INSTRUCTIONS TO FOLLOW —
Copy out all of the data below with no alterations.

-- start DATA FOR THE TASK --

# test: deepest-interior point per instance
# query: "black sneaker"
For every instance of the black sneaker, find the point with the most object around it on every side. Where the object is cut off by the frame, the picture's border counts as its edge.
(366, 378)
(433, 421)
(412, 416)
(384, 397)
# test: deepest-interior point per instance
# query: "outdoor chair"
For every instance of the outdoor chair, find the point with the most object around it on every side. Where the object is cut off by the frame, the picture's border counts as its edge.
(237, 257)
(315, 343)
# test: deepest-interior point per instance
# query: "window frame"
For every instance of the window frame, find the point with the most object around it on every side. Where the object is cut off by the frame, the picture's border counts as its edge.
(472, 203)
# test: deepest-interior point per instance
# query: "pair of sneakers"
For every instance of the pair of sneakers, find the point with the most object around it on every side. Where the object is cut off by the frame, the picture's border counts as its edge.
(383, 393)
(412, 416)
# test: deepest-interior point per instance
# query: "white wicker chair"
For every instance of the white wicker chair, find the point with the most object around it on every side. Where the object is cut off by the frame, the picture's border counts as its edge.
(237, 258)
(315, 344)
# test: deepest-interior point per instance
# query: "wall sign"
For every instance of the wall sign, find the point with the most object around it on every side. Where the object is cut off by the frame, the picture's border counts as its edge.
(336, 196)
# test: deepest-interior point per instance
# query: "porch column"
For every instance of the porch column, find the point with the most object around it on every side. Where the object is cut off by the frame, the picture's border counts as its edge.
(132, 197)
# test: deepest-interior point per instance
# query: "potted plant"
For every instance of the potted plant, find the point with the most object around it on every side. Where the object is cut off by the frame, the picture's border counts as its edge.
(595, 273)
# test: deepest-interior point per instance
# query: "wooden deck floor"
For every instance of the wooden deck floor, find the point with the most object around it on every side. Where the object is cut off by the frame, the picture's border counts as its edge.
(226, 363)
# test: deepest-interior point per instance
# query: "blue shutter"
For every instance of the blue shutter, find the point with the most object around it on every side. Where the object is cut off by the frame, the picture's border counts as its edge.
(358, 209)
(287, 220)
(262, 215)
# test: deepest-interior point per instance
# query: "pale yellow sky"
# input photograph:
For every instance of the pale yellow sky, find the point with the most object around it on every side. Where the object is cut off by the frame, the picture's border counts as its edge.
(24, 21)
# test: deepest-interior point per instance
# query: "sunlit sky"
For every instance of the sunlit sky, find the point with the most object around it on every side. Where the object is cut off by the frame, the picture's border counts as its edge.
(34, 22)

-- end DATA FOR THE TASK --

ANSWER BELOW —
# test: deepest-interior point per instance
# query: "black sneaker"
For every instance of the black sneaker, find the point with the most object around it on every side. Where the object is cut off by the frame, the picture's border counts as its edge.
(366, 378)
(433, 421)
(412, 416)
(384, 397)
# test: deepest-interior point per instance
# query: "outdoor chair"
For every instance of the outdoor chair, find the point with the most object around it on every side. Where the object is cut off by the frame, the picture's border counts as its edge.
(237, 257)
(315, 343)
# test: deepest-interior point per instance
# query: "window frame"
For every instance of the window frame, find the point with the most object around it on every side. Where the object is cut off by the frame, the picture's border counts as its edge.
(472, 203)
# test: deepest-interior point per instance
# query: "pair of sneakers"
For every instance of the pair of sneakers, find the point with the most object around it on every side. Where the object is cut off by the frame, the picture's border counts as its edge.
(383, 393)
(412, 416)
# test: deepest-interior point per instance
# query: "white wicker chair"
For every instance of the white wicker chair, find the point with the most object around it on every side. Where the object is cut off by the frame, the picture's border counts as its edge.
(237, 258)
(315, 344)
# test: deepest-interior point per instance
# query: "wall sign"
For every instance of the wall sign, find the point with the most object around it on every side. Where the object is cut off by the frame, the picture's border counts as its edge.
(336, 196)
# test: deepest-interior point per instance
# query: "porch column"
For every instance of the porch column, find the point with the most object around it on every side. Where the object is cut off by the frame, the picture's border counts as its edge.
(132, 197)
# test: deepest-interior point per instance
# query: "potted plant"
For every instance of the potted plant, find the point with the most object around it on every side. Where the object is cut off by the frame, the picture's border counts as its edge.
(595, 273)
# test: deepest-interior point per instance
# query: "wooden deck floor"
For every instance of the wooden deck floor, find the point with the most object around it on every side. Where the object is cut off by the frame, the picture's border counts as its edge.
(226, 363)
# test: deepest-interior point per instance
# query: "blue shutter"
For every instance of the blue shutter, find the point with the most object around it on every side. Where the object is cut off by the frame, the picture's border counts as its edge.
(358, 209)
(287, 220)
(262, 215)
# test: deepest-interior point per instance
# query: "pale yellow sky"
# input photograph:
For every instance of the pale yellow sky, find the point with the most object around it on every side. Where the object is cut off by the frame, the picture's border counts as its edge.
(24, 21)
# test: deepest-interior point per instance
# query: "sunlit sky"
For every instance of the sunlit sky, find the point with the most object around it on every side. Where the object is cut off by the frame, the picture's border counts as its edge.
(34, 22)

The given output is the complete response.